### Stated task
Copy out all the lines exactly. Omit pictures.

### Provided records
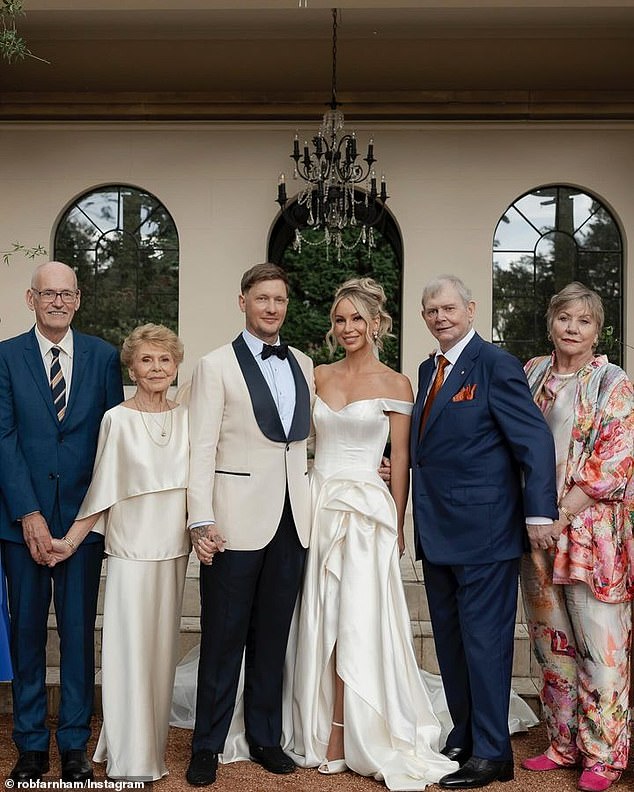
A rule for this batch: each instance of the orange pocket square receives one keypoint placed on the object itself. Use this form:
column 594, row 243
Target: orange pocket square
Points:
column 465, row 394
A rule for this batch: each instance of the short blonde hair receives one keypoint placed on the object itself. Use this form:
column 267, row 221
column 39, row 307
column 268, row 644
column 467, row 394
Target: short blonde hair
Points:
column 152, row 334
column 368, row 298
column 576, row 292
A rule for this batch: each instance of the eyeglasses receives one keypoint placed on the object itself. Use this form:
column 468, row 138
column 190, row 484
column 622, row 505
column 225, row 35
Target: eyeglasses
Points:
column 50, row 295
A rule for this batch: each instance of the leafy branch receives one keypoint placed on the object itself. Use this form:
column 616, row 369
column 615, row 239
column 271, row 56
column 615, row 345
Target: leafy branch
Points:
column 12, row 46
column 31, row 253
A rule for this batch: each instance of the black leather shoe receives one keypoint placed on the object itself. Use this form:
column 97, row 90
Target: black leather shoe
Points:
column 76, row 766
column 478, row 772
column 459, row 755
column 31, row 766
column 272, row 759
column 202, row 768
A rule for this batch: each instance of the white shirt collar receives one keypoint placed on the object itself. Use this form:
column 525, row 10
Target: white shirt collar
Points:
column 456, row 350
column 254, row 343
column 66, row 344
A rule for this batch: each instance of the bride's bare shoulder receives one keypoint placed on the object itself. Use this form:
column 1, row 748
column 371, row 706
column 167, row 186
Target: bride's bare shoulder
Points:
column 324, row 373
column 397, row 385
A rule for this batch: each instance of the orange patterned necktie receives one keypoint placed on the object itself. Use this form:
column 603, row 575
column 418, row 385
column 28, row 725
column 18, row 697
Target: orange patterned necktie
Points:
column 58, row 384
column 435, row 387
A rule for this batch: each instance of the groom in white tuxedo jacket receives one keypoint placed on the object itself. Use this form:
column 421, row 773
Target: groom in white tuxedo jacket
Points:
column 249, row 514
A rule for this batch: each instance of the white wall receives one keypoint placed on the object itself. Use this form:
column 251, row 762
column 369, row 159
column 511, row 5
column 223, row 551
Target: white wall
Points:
column 449, row 184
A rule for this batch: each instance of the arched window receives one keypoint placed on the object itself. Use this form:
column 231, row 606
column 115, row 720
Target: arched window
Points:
column 314, row 273
column 545, row 239
column 123, row 244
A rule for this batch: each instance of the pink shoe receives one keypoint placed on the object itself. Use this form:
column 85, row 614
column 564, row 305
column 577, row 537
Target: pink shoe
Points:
column 597, row 778
column 541, row 764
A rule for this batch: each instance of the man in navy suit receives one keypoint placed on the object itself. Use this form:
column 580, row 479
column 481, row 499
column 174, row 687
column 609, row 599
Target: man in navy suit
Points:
column 55, row 385
column 483, row 470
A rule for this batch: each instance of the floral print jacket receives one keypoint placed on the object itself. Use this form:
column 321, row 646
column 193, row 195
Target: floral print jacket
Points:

### Full output
A rule for this batch: each instance of the orange pocket square receives one keypoint placed on the object itself. Use this form:
column 594, row 243
Target: orange pocket square
Points:
column 465, row 394
A rule for this batch: each instance of the short blonde hair receives one keypoint placed on the object itself. Use this form:
column 267, row 221
column 39, row 307
column 268, row 644
column 467, row 394
Target: short blonde hair
Points:
column 152, row 334
column 368, row 298
column 576, row 292
A rule for this batch: each instance of the eyeglasses receives one keypoint placed on the object itself. Use this form:
column 468, row 138
column 190, row 484
column 622, row 505
column 225, row 35
Target: eyeglasses
Points:
column 50, row 295
A rule for this batch: each instance of the leafy branch receives one keypoint placed on the object itself. Use this form:
column 616, row 369
column 615, row 239
column 271, row 56
column 615, row 345
Target: leafy branch
Points:
column 12, row 46
column 31, row 253
A rule for this batch: each instance of the black leather shoe receives one keypoint placed on the object itself. Use this form:
column 97, row 90
Target: black leather shoe
Points:
column 76, row 766
column 478, row 772
column 459, row 755
column 31, row 766
column 272, row 759
column 202, row 768
A rule for this batch: each instance of the white shirt collar receives one keypoint placed on the object itself. Use this form:
column 525, row 10
Target: white shirt collar
Points:
column 456, row 350
column 254, row 343
column 66, row 344
A rule for this batch: each instance of the bride's bare shoulder receives one keypoint placed on the object itself. Use this form:
column 1, row 748
column 371, row 706
column 167, row 186
Target: bride's bare shoulder
Points:
column 324, row 373
column 397, row 385
A rule for this batch: each instance of the orange patterned necktie receives one keypoint placed on the object itself. Use this form:
column 603, row 575
column 418, row 385
column 28, row 725
column 18, row 697
Target: orange patterned necktie
Points:
column 58, row 384
column 435, row 387
A rule for this batch: each instance of the groom in white tuxedo jacket receives one keypoint placed on the object itself. Use this form:
column 421, row 773
Target: groom in white tuxedo jacket
Points:
column 249, row 514
A rule for this batch: each instance of the white wall receives one keypoint placed on the object itself. Use this form:
column 251, row 762
column 369, row 159
column 511, row 5
column 223, row 551
Target: white wall
Points:
column 449, row 184
A rule for this batch: each instance of the arched window receives one keypoint placed on the object itself. Use this form:
column 231, row 606
column 115, row 720
Target: arched window
Points:
column 314, row 273
column 545, row 239
column 123, row 244
A rule for this batch: each instance of the pink shoe receives one keypoint placed on the object itself. Use this form:
column 85, row 614
column 564, row 305
column 577, row 537
Target: pink shoe
Points:
column 597, row 778
column 541, row 764
A rule for this batch: each instance of the man in navy suit receives one keypoint placed on the object itself. Use this form:
column 580, row 479
column 481, row 499
column 174, row 687
column 609, row 599
Target: man in navy suit
Points:
column 55, row 385
column 483, row 470
A rule for this batch: each instance of the floral print jacket receives one keypoint placed on the object itself. Use this form:
column 321, row 646
column 193, row 195
Target: floral print jacket
Points:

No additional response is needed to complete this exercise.